### Coordinate labeling data:
------

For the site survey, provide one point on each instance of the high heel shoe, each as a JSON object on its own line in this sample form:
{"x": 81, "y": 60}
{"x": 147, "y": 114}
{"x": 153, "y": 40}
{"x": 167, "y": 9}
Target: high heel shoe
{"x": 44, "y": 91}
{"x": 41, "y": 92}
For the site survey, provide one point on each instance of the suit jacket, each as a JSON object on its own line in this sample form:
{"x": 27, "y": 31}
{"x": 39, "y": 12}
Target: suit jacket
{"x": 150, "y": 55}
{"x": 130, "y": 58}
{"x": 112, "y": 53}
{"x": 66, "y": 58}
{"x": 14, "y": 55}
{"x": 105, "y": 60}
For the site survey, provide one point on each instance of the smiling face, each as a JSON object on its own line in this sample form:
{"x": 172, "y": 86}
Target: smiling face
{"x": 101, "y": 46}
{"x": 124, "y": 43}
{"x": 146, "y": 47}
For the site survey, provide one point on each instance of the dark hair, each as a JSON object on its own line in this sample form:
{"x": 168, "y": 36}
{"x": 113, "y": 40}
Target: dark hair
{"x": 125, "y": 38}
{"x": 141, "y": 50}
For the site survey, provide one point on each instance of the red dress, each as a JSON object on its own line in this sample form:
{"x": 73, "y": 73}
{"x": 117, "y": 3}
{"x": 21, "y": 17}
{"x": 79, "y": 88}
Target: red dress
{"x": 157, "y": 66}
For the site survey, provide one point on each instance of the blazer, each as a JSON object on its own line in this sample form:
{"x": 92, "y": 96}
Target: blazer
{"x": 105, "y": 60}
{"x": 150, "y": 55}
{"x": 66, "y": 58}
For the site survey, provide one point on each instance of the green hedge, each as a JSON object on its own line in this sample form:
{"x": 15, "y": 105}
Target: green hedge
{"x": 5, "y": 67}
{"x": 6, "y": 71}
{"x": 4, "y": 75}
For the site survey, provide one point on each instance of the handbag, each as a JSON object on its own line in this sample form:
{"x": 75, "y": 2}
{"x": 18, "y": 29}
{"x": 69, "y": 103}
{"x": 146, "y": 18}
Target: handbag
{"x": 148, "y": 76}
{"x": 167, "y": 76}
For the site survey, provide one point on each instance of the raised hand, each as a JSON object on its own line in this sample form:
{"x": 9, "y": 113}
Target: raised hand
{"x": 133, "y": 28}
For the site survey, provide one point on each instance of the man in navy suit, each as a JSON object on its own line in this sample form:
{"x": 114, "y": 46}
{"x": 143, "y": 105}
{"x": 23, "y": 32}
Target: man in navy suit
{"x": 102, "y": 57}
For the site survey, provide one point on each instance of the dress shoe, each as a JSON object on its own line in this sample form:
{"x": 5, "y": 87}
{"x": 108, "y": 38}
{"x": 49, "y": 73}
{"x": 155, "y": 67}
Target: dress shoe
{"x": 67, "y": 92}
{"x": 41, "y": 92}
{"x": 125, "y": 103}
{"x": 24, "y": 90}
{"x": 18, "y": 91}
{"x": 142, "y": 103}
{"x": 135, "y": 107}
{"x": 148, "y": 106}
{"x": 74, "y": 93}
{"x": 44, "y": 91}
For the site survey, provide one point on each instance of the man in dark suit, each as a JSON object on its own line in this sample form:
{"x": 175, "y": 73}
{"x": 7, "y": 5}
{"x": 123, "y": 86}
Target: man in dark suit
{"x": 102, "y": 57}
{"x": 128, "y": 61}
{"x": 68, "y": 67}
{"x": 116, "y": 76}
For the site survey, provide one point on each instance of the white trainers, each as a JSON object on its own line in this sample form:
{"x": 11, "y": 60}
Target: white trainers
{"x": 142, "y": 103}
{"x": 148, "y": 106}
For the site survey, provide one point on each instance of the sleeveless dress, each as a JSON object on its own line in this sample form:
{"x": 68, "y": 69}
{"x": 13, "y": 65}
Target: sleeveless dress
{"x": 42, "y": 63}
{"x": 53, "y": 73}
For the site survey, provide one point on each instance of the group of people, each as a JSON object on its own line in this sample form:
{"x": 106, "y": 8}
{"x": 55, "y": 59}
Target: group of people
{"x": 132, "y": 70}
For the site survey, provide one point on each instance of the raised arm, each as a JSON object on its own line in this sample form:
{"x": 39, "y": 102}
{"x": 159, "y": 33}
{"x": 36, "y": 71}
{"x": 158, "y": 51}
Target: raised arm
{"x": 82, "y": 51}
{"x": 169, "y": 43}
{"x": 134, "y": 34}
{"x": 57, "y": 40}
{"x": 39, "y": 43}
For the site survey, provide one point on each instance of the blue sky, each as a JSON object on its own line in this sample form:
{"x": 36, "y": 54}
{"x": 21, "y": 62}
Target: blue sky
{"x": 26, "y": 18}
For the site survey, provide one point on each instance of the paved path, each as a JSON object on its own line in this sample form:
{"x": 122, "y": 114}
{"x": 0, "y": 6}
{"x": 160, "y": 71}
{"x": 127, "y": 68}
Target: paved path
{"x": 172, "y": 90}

------

### What the task requires:
Rewrite the data starting at the line that contains "of the sleeveless" and continuing through the end of the data, replacing "raised arm" with "lifted arm" and leaving everything else unchanged.

### Right answer:
For the site survey, provide one point on each instance of the sleeveless dress, each as a JSON object on its own line in this sample form:
{"x": 68, "y": 69}
{"x": 13, "y": 65}
Target: sleeveless dress
{"x": 42, "y": 63}
{"x": 53, "y": 73}
For the site survey, provide one point on each instance of the group of people, each as a JSON object on its own line in this sample form:
{"x": 106, "y": 8}
{"x": 55, "y": 59}
Target: group of people
{"x": 132, "y": 70}
For the site survey, provide one point on each instance of the lifted arm, each as a JSON object on its own line in this sample form:
{"x": 39, "y": 102}
{"x": 159, "y": 33}
{"x": 36, "y": 71}
{"x": 158, "y": 51}
Target: lifted arm
{"x": 82, "y": 51}
{"x": 169, "y": 43}
{"x": 134, "y": 34}
{"x": 57, "y": 40}
{"x": 39, "y": 43}
For the site survey, provide one point on each instance of the blue sky, each as a JSON object on its own line in this sample form:
{"x": 36, "y": 54}
{"x": 21, "y": 62}
Target: blue sky
{"x": 26, "y": 18}
For the site survey, provide one point on each instance of the paved path, each as a JSON object on its own line in this sample form:
{"x": 122, "y": 114}
{"x": 0, "y": 6}
{"x": 160, "y": 71}
{"x": 127, "y": 68}
Target: paved path
{"x": 172, "y": 90}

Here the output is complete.